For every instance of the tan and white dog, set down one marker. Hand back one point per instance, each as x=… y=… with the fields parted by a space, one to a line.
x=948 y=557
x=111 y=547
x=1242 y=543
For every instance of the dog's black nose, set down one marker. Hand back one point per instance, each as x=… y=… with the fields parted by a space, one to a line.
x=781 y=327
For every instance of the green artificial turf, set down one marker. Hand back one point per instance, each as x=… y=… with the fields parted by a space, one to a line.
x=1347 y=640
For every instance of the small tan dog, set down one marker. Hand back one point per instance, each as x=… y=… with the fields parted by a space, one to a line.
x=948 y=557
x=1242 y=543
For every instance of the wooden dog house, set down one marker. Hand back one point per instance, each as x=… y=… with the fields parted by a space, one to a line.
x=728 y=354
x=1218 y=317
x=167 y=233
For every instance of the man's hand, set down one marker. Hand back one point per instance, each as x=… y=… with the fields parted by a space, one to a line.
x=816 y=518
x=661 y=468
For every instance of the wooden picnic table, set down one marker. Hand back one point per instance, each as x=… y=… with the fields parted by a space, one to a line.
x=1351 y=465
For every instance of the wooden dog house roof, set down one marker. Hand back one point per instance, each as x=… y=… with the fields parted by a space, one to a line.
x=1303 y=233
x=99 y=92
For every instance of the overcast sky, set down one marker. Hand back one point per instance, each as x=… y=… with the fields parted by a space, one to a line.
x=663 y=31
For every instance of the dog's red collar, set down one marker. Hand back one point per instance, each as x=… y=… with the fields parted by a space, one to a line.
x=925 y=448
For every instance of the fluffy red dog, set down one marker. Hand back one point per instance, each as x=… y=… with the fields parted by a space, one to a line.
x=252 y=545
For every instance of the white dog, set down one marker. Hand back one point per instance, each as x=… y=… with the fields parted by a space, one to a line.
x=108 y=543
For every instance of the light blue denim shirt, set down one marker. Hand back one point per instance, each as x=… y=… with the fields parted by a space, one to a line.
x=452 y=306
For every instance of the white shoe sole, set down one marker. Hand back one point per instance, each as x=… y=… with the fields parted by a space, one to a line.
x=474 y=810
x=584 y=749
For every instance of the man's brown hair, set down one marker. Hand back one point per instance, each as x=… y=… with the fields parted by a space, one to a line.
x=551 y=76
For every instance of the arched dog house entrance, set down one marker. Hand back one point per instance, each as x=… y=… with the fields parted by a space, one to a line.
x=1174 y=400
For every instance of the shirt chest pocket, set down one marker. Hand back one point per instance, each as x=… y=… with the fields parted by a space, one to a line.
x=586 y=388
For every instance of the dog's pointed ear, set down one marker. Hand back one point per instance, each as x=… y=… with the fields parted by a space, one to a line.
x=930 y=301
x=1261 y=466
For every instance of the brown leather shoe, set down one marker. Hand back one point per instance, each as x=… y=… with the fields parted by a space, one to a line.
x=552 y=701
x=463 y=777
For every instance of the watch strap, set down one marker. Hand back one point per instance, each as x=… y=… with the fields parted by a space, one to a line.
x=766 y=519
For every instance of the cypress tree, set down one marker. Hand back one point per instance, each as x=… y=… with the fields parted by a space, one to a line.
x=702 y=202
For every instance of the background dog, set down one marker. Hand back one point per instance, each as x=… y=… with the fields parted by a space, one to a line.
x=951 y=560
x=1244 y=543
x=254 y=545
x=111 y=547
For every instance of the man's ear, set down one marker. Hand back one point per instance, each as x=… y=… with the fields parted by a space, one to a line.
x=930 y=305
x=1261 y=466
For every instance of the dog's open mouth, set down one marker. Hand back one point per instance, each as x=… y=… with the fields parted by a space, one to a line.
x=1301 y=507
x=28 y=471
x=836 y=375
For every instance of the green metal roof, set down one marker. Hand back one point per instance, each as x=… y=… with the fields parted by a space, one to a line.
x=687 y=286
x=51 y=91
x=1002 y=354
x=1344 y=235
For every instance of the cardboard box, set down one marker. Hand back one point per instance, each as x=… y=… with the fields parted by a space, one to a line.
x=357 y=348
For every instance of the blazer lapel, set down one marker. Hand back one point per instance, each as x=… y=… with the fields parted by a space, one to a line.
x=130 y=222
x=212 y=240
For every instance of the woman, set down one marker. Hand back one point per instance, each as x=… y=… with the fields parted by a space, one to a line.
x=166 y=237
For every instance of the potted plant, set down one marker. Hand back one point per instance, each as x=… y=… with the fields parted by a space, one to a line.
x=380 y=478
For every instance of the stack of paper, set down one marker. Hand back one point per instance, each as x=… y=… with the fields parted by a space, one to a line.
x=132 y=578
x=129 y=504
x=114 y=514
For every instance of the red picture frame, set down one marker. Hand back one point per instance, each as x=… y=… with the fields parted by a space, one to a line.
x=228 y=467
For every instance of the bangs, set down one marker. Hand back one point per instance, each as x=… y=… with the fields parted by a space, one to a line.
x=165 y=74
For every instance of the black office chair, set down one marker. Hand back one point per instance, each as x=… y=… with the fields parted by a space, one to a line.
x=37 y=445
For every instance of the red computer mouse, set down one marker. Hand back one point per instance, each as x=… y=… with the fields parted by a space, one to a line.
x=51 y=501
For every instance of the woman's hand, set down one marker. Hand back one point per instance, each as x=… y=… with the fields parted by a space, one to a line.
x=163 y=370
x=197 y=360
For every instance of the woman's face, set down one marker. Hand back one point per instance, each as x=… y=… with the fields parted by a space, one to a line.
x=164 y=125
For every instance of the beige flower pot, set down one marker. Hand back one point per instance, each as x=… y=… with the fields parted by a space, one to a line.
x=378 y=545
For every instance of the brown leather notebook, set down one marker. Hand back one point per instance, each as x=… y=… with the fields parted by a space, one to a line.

______

The task —
Copy the records above. Keep every word as it is.

Response below —
For every instance of the tan and white dog, set down one marker. Hand back one point per instance, each as x=… y=… with the fields parted by a space, one to a line.
x=948 y=557
x=111 y=547
x=1242 y=543
For every instance of the dog's black nose, set down one marker. Hand back one point per instance, each as x=… y=… with the fields parted by a space, one to a line.
x=781 y=327
For every instance of the green artificial turf, set down one marker. Hand back one point per instance, each as x=… y=… with the fields parted by a space, one to a line.
x=1347 y=640
For every instance of the small tan dog, set down one marker. Hand back one point per instance, each as x=… y=… with the fields parted by a space, one to a line.
x=948 y=557
x=1242 y=543
For every instance of the wooden dog house, set down one marker. Hand back one point per instance, each as x=… y=… with the fields parted by a space, one to a line.
x=728 y=354
x=1218 y=317
x=167 y=233
For every instance of the man's hand, set down one marker. Hand back one point per instance, each as x=… y=… with the fields parted by a space, one to a line.
x=816 y=518
x=661 y=468
For every instance of the wooden picnic table, set down one marker. Hand back one point per instance, each as x=… y=… with the fields parted by a space, one to a line.
x=1351 y=465
For every instance of the wooden dog house roof, set down one marker. Hand back one point per instance, each as x=… y=… with the fields parted by a space, one to a line.
x=1303 y=233
x=99 y=92
For every instance of the overcast sky, set down one marker. Hand back one point per instance, each as x=… y=… with the fields parted by a space, one to a line.
x=663 y=31
For every instance of the dog's red collar, set down one marker. Hand back one point per instance, each as x=… y=… with the fields parted by a space, one to a line.
x=925 y=448
For every instance of the fluffy red dog, set down one marker. Hand back one point per instance, each as x=… y=… with the fields parted by a space, one to a line.
x=252 y=545
For every instance of the white dog, set down one marker. Hand back one point per instance, each as x=… y=… with the fields parted by a space, one to a line.
x=108 y=543
For every instance of the light blue denim shirt, set down one marker. Hand back one point per instance, each as x=… y=… with the fields parted by a space, one to a line.
x=452 y=306
For every instance of the white shoe sole, set down one marker. Hand back one point per instance, each as x=… y=… with the fields parted by a space, one to a line.
x=474 y=810
x=584 y=749
For every instance of the man's brown hair, set down one marker. Hand back one point per instance, each as x=… y=… with the fields parted by a space, one to a line.
x=551 y=76
For every instance of the arched dog house entrance, set down one marker. Hand back one point per instance, each as x=… y=… with the fields parted by a space, one to a line.
x=1174 y=400
For every instance of the shirt chest pocket, set down one marker. Hand back one point per instance, each as x=… y=… with the fields parted by a space, one to a line.
x=586 y=388
For every instance of the dog's pointed ear, set down one marker. Hand back one point per instance, each as x=… y=… with the fields parted by a space, one to a line.
x=930 y=301
x=1261 y=466
For every instance of the brown leather shoe, set down one marker. Hand back one point per instance, each as x=… y=… with the fields parted by a space, one to a line.
x=552 y=701
x=463 y=777
For every instance of the watch strap, set down one marker. Hand back one point per instance, each as x=… y=… with the fields parted by a space, one to a line.
x=766 y=519
For every instance of the cypress tree, set down one marker. Hand back one point per instance, each as x=… y=… with the fields parted by a space, one to a line.
x=702 y=202
For every instance of the background dog, set down one marker. Hand back one point per instance, each as x=… y=… with the fields parted by a space, one to a line.
x=951 y=560
x=1244 y=543
x=254 y=545
x=111 y=547
For every instance of the man's ear, set down one marker. Hand back one point per instance, each as x=… y=… with the fields parted by a space, one to a line.
x=930 y=305
x=1261 y=466
For every instance of the dog's open mouth, set down one marker. Hand back one point per instance, each as x=… y=… with the fields parted by a space, one to a line.
x=1301 y=507
x=28 y=471
x=836 y=375
For every instance of the green metal roof, set down one marker. Hand back one point per instance, each as x=… y=… with the fields parted by a space, one to a line.
x=687 y=286
x=51 y=91
x=1002 y=354
x=1344 y=235
For every instance of the cardboard box, set down one marker. Hand back one point per instance, each as x=… y=… with the fields parted by a space, one to a line.
x=357 y=348
For every instance of the blazer lapel, set down one marker. Hand back one point per instance, each as x=… y=… with the fields parted by a space, one to a line.
x=130 y=222
x=212 y=240
For every instance of the woman, set down one marker. Hand back one point per instance, each as x=… y=… with the fields parted by a space, one to a line.
x=166 y=237
For every instance of the potted plant, set down one marker. Hand back one point per instance, each as x=… y=… with the fields parted by a space, one to a line.
x=380 y=478
For every instance of the stack of paper, set down one marker. Hand back one point per instance, each as x=… y=… with the fields parted by a space, one to a line.
x=132 y=578
x=129 y=504
x=114 y=514
For every instance of the red picture frame, set down one marker. Hand back one point per instance, each as x=… y=… with the fields parted by a space, one to a line.
x=228 y=467
For every instance of the bangs, set down one marker. Hand back one point per instance, each as x=… y=… with the fields parted by a space, one to a line.
x=165 y=74
For every instance of the black office chair, set down one marker. Hand back one point per instance, each as x=… y=… with the fields parted by a space, one to a line.
x=37 y=445
For every instance of the red computer mouse, set down one marker. Hand back one point per instance, each as x=… y=… with the fields parted by a space, one to a line.
x=51 y=501
For every instance of the woman's hand, set down one marker. Hand back one point per instance, each as x=… y=… with the fields parted by a space, one to a line.
x=163 y=370
x=197 y=360
For every instance of the woman's face, set down one marker. Hand back one point per instance, each as x=… y=… with the fields parted by a space, one to a line.
x=164 y=125
For every instance of the beige flower pot, set down one marker. Hand back one point per instance, each as x=… y=… with the fields parted by a space, one to a line.
x=378 y=545
For every instance of the brown leather notebook, set down one marker. Hand back one point per instance, each as x=… y=… with the fields parted by a space, one to a line.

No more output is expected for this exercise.